_Activity:_ Starting from the line that contains "Target: man in blue jacket", reproduce each line exactly through the end of the material, and include no other lines.

_Data for the task:_

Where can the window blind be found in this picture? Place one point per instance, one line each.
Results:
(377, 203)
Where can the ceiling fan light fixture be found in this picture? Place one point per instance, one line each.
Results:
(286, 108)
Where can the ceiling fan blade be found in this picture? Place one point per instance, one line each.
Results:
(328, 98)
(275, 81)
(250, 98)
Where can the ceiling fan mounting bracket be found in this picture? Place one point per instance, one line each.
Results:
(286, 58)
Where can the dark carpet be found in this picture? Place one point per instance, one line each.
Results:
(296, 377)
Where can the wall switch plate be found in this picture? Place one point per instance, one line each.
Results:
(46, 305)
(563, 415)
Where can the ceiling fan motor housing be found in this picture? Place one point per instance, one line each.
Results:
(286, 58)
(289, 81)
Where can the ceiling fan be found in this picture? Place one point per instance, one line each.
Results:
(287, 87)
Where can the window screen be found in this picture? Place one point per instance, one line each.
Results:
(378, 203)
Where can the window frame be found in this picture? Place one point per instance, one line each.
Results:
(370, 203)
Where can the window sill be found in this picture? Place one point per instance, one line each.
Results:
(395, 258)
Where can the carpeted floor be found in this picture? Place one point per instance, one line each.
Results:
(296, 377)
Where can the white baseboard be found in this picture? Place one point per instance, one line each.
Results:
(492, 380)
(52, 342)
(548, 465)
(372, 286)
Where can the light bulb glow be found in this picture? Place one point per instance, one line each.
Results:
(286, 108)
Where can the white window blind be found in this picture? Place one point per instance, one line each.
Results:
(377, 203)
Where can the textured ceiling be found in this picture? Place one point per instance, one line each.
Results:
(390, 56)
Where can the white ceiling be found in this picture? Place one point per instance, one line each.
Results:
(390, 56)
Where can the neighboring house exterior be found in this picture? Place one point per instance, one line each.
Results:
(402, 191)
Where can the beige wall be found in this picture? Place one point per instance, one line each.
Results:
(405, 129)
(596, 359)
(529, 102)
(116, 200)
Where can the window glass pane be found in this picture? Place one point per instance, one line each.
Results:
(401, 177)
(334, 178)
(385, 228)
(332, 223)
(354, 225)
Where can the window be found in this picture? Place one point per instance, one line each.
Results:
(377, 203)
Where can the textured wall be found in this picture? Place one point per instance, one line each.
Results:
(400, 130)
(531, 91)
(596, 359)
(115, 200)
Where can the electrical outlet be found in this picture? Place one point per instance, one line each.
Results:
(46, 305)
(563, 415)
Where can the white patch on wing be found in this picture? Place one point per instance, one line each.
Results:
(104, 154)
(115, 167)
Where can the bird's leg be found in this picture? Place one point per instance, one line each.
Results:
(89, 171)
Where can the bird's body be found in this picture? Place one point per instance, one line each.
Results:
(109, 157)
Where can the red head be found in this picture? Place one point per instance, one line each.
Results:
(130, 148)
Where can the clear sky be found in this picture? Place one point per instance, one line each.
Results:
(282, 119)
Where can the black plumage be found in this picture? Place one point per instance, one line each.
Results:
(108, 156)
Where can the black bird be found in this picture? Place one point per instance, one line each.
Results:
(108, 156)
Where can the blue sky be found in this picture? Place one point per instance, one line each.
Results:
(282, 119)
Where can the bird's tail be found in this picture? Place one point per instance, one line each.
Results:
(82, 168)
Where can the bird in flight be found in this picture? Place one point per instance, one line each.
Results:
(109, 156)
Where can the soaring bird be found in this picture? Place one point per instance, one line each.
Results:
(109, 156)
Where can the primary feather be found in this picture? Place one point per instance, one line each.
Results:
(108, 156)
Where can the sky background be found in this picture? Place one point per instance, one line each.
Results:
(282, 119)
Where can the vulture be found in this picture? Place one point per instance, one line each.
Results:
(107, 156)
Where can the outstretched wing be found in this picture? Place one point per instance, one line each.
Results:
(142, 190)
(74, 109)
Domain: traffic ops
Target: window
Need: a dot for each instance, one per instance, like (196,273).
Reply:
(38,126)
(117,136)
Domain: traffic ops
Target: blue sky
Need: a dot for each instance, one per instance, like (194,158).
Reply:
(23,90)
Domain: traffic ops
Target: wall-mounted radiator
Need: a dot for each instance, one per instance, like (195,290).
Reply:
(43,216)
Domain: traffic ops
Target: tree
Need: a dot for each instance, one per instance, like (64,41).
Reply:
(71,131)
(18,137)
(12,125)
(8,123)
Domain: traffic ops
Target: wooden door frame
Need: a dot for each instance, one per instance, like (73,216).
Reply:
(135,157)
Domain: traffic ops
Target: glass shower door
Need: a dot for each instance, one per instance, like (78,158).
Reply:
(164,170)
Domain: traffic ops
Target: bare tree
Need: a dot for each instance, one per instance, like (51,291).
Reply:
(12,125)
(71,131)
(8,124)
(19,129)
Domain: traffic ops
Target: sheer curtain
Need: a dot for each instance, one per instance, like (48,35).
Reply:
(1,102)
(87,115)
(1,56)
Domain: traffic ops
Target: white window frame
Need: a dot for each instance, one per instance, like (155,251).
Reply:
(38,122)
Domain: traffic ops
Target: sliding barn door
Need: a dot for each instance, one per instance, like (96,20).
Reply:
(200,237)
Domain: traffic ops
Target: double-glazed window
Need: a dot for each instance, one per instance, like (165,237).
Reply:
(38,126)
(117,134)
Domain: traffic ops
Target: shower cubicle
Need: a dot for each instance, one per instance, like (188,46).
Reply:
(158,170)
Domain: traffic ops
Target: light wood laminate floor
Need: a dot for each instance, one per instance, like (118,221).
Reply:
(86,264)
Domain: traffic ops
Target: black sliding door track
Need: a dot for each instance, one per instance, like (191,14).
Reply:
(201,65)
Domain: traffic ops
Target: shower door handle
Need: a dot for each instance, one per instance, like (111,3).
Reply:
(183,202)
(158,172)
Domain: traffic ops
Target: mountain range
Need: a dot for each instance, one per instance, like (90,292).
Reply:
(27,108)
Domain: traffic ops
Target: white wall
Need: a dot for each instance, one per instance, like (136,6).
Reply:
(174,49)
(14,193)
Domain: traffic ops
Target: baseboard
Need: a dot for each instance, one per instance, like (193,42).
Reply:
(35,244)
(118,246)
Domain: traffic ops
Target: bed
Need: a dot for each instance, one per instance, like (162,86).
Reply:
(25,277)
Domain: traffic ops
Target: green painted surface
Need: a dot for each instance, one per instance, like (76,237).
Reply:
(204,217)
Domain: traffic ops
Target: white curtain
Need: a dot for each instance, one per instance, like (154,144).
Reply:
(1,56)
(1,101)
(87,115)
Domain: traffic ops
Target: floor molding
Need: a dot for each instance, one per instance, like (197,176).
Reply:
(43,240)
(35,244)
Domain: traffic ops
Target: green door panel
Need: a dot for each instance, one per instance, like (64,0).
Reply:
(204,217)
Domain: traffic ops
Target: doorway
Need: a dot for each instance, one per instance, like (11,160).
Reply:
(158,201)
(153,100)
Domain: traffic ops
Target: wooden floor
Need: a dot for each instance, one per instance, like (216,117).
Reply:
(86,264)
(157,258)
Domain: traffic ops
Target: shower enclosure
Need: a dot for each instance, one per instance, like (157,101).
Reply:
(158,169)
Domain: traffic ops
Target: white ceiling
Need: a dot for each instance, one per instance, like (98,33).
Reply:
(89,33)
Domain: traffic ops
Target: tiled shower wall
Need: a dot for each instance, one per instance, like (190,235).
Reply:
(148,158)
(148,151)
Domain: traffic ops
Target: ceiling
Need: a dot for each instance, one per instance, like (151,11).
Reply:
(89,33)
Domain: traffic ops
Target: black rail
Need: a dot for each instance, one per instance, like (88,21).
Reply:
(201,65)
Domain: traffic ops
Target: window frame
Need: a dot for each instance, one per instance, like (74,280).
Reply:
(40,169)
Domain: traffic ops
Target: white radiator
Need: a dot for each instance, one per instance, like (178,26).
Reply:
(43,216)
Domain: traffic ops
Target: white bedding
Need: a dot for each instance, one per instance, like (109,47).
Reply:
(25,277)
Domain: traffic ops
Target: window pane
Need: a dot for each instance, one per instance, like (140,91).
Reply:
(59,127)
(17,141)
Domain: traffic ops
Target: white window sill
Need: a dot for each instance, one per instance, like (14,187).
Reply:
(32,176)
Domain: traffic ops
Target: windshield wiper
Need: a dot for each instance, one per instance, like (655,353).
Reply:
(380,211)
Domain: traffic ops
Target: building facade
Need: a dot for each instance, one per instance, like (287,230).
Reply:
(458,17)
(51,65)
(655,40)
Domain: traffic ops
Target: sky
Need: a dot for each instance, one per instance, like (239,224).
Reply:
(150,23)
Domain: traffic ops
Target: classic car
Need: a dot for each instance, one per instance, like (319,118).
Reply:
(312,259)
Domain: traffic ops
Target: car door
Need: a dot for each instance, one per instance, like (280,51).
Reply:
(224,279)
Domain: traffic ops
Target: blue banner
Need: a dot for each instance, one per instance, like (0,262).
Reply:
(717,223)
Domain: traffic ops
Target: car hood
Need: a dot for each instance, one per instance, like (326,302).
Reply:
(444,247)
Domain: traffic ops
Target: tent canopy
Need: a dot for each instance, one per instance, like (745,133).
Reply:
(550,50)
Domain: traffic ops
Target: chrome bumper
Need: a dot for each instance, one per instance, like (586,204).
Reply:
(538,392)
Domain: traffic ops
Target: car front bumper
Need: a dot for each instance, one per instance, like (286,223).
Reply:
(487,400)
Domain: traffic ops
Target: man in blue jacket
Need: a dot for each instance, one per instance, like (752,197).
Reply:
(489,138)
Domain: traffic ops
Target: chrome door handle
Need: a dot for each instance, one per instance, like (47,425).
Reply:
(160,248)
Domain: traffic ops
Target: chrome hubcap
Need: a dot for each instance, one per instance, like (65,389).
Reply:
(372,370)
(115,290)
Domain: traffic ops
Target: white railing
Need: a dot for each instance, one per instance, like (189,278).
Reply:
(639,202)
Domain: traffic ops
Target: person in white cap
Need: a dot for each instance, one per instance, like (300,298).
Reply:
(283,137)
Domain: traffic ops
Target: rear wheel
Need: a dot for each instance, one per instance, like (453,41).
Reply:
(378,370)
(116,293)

_Expected answer:_
Target: man in blue jacket
Need: a dot for each instance, one per instance, like (752,197).
Reply:
(489,138)
Domain: traffic ops
Target: chrome door handle
Need: a dot for each instance, one per instance, like (47,425).
Reply:
(160,248)
Domain: traffic ops
Target: chrome hubcap
Need: a dot for each instance, one per instance, like (65,389).
Reply:
(372,370)
(115,290)
Domain: traffic ops
Target: white railing
Need: a dot for each instance, one per instance, like (189,278).
Reply:
(639,202)
Domain: traffic ops
Target: person in white cap
Need: a dot for each instance, one per instance, like (300,298).
Reply:
(283,137)
Domain: traffic ops
Target: rear wheel
Need: a dot for each instance, one per instance, like (453,41).
Reply:
(378,370)
(116,293)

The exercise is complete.